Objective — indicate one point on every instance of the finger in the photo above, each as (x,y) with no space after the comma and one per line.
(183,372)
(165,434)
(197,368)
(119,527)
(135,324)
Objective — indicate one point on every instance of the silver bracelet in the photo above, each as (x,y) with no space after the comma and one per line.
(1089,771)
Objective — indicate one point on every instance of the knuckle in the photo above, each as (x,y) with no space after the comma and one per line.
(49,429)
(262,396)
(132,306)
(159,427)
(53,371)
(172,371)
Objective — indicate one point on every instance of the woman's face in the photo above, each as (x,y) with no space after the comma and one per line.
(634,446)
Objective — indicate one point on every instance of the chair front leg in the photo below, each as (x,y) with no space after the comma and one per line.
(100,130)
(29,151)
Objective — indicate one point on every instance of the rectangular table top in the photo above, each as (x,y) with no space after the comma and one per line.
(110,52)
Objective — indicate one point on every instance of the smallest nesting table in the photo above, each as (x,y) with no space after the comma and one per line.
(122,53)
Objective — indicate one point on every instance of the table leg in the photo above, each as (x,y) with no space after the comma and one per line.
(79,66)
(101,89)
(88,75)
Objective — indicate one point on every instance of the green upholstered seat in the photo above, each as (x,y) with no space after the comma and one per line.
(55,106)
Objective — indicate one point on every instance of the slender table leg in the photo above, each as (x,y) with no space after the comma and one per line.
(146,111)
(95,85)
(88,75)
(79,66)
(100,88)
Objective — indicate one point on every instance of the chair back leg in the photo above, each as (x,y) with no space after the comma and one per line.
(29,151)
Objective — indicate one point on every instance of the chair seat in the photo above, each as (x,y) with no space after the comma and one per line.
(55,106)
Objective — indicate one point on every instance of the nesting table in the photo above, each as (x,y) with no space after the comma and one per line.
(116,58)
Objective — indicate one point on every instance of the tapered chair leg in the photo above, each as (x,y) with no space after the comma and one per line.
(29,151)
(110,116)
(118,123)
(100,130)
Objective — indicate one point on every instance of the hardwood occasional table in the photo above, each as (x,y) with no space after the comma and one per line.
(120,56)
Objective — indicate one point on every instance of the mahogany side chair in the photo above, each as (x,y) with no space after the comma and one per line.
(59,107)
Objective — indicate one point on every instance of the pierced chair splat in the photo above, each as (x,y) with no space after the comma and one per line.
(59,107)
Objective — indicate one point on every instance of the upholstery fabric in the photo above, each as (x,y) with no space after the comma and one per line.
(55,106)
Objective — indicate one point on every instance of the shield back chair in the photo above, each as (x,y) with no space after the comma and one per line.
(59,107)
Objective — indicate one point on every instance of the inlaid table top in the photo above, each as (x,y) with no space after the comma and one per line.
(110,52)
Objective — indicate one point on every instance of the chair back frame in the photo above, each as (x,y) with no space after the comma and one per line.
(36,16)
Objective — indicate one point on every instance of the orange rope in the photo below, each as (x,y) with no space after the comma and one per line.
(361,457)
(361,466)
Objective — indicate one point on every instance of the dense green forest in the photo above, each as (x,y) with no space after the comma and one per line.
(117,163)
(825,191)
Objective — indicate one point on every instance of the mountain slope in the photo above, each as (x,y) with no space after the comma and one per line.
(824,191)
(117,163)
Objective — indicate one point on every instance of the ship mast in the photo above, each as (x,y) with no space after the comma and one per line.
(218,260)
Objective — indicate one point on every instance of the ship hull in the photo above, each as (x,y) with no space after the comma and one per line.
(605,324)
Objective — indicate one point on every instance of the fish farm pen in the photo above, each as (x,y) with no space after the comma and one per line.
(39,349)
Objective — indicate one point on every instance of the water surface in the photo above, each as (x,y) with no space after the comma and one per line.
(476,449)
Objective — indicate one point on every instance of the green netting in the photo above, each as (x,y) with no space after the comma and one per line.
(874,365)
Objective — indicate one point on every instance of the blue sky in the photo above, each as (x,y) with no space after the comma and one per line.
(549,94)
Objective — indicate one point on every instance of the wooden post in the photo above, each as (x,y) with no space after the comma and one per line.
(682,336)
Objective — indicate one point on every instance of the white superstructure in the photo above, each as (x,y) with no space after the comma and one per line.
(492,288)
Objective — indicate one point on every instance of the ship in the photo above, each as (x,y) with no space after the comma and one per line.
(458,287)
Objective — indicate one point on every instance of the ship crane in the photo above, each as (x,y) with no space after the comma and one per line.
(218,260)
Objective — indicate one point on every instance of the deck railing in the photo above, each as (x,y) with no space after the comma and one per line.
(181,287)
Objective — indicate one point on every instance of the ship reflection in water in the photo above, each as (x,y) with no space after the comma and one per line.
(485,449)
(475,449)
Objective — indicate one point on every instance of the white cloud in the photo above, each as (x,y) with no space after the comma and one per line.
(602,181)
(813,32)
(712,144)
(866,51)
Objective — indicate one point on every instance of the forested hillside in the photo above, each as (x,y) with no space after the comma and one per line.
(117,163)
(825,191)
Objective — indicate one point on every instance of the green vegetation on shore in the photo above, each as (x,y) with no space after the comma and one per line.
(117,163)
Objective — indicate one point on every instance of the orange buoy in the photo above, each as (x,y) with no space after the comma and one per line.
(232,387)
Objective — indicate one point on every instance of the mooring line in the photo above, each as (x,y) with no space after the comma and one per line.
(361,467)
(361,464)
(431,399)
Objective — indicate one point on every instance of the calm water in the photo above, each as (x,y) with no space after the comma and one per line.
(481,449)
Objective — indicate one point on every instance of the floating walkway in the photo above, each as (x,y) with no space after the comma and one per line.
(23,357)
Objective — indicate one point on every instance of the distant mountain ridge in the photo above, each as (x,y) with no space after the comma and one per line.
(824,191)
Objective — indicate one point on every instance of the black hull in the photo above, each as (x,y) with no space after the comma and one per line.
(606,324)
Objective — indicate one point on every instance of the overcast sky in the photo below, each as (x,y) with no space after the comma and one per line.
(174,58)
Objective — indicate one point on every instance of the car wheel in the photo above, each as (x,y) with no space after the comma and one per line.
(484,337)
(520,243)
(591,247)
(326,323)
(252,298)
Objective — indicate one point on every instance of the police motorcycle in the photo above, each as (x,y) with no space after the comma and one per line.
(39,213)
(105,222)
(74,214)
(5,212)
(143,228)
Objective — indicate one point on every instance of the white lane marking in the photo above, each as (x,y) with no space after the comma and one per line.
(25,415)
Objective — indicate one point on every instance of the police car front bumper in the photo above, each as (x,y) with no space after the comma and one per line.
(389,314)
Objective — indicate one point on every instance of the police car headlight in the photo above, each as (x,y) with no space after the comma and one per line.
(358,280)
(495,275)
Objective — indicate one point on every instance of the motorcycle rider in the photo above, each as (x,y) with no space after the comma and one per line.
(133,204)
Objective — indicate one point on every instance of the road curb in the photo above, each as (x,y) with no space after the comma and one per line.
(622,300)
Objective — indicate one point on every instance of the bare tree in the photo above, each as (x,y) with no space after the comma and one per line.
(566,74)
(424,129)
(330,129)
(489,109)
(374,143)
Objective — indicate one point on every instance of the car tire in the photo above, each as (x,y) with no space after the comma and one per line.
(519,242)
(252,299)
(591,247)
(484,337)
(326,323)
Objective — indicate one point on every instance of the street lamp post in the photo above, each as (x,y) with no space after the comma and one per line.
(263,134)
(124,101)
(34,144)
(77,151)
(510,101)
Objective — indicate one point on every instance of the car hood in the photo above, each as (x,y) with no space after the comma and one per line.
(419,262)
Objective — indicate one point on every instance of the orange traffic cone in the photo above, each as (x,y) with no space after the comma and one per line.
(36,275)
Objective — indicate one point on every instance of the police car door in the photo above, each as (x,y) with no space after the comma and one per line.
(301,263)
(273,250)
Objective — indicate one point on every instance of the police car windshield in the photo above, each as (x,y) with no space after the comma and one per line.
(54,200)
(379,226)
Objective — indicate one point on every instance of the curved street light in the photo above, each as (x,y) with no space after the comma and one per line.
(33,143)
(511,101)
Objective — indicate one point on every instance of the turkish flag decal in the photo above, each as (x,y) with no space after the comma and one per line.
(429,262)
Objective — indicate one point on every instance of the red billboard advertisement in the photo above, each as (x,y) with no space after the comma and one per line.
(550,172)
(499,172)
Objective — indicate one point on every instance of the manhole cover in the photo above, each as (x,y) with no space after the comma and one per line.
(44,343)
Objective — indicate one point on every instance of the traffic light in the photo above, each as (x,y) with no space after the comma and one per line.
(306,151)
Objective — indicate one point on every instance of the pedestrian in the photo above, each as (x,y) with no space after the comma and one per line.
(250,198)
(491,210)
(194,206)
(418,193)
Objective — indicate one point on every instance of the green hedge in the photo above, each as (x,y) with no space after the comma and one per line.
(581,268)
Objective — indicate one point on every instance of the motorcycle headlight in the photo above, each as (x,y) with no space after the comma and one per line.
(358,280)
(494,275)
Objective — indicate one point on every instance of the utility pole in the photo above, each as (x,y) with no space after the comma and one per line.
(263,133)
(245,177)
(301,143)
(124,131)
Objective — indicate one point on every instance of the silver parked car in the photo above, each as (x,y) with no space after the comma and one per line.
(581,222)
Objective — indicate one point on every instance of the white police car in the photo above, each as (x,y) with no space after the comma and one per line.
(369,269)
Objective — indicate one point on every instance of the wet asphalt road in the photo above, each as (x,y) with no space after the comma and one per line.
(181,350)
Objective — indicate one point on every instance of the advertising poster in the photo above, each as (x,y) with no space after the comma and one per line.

# # #

- _What you have to do_: Please set down the material above word for word, from the line containing "Objective — indicate one point on every instance of the manhole" through the end of the material, both ends included.

- _Reply_:
Objective — indicate one point on every instance of the manhole cover in the photo above, each as (x,y) with no space after the comma and one per line.
(44,343)
Objective — indicate one point on every instance of the traffic light in the photo above, each as (x,y) with no space after the comma and one per line.
(306,151)
Objective — indicate one point on every instance of the pedestrian in the photo above, each as (x,y) with no space after the comma and one per line.
(250,198)
(491,210)
(194,206)
(418,193)
Objective — indicate one point on every instance of the green hedge in the photo above, each as (x,y) with no space after the comma and one per line.
(581,268)
Objective — indicate one point on every instance of the motorcycle headlight in the photo above, each as (x,y) with no space after the comma and one per line.
(358,280)
(494,275)
Objective — indicate one point on every instance of the utility pole in the photo above, each as (x,y) with no space after the comma and one per line.
(263,133)
(245,177)
(301,143)
(124,131)
Objective — indicate one point on every instance of the silver parked car in the photo above, each as (x,y) with no space after the comma and one per line.
(581,222)
Objective — indicate one point on every instance of the white police car in the photo above, each as (x,y) with no space after the comma and one per line.
(369,269)
Objective — indicate one point on every instance of the wet asphalt road in the photo above, each as (x,y) with no space after the comma and one per line.
(181,350)
Objective — indicate one point on every instance of the advertising poster in the photo above, each as (x,y) with no space after the comma and one per line.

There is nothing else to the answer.